=== Extracted text ===

Detailed polarization measurements of the prompt emission of five gamma-ray bursts (Zhang et al, 2019)

here we report a statistically meaningful sample of precise polarization measurements, obtained with the dedicated GRB [gamma ray burst] polarimeter POLAR onboard China’s Tiangong-2 space laboratory. Our results suggest that the gamma-ray emission is at most polarized at a level lower than some popular models have predicted, although our results also show intrapulse evolution of the polarization angle.

Polar is "a compact detector for Gamma Ray Bursts photon polarization measurements." See also


"Energetic cosmic ray nuclei, leptons and photons"

Perspective of monochromatic gamma-ray line detection with the High Energy cosmic-Radiation Detection (HERD) facility onboard China’s space station (Huang et al, 2016)

HERD is the High Energy cosmic-Radiation Detection instrument proposed to operate onboard China’s space station in the 2020s. It is designed to detect energetic cosmic ray nuclei, leptons and photons with a high energy resolution ( ∼1% for electrons and photons and 20% for nuclei) and a large geometry factor (>3 m$^2$ sr for electrons and diffuse photons and > [2]m$^2$ sr for nuclei). In this work we discuss the capability of HERD to detect monochromatic γ-ray lines, based on simulations of the detector performance. It is shown that HERD will be one of the most sensitive instruments for monochromatic γ-ray searches at energies between ∼ 10 to a few hundred GeV. Above hundreds of GeV, Cherenkov telescopes will be more sensitive due to their large effective area.


Other resources I've found while searching so far

Recent Progress in Space Science and Applications of China’s Space Station in 2020–2022 explains plans for the Chinese Space Station Telescope (CSST), which is semi-independent from the station itself, in section 2.2 (I've pushed some words around to try to condense some of the initial introduction to the telescope, and included in bold some details from the abstract of The wide-field multiband imaging and slitless spectroscopy survey to be carried out by the Survey Space Telescope of China Manned Space Program (Zhan, 2021) which more directly address the thrust of your question):

During normal observations, the [2-m aperture] CSST will fly independently in the same orbit as China’s Tiangong space station but keep a large distance apart. It can dock with the space station for refueling and servicing as scheduled or as needed. With a cook-type three-mirror anastigmat design ... a large Field of View (FoV) ... [it is] an off-axis telescope without obstruction...

=== Supplied material ===

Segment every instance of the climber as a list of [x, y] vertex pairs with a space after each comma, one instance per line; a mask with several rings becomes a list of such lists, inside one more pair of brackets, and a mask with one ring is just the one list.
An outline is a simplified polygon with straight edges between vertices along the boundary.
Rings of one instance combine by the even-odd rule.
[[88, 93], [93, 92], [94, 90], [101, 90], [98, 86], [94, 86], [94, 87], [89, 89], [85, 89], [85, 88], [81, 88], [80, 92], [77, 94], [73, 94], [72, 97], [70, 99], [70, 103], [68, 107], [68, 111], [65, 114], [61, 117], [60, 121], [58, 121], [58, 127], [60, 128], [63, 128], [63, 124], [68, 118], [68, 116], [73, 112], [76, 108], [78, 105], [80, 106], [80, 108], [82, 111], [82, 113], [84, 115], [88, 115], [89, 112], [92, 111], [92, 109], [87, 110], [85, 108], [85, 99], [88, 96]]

===

Can you carry on the excerpt about instruments aboard China's space station, picking up right after its last sentence? The data plays no part in this work.

...

The CSST will be launched with 5 instruments including a Survey Camera, a Terahertz Receiver, a Multi-channel Imager, an Integral Field Spectrograph, and a Cool Planet Imaging Coronagraph. The primary task of the CSST is to carry out a high-resolution large-area multiband imaging and spectroscopy survey of the median-to-high galactic latitude and median-to-high ecliptic latitude covering the wavelength range of 255–1000 nm. [Over] roughly 7 years of operation accumulated over 10 years of orbital time the Survey Camera will image roughly 17500 square degrees of the sky in NUV, u, g, r, i, z, and y bands and take spectroscopy of the same sky in 3 bands ... In addition, a number of deep fields will be selected for further observation to reach at least one magnitude deeper than the wide-area survey. The Multichannel Imager plans to observe five ultra-deep fields of 300 square minutes in total to 30th magnitude in the visible band.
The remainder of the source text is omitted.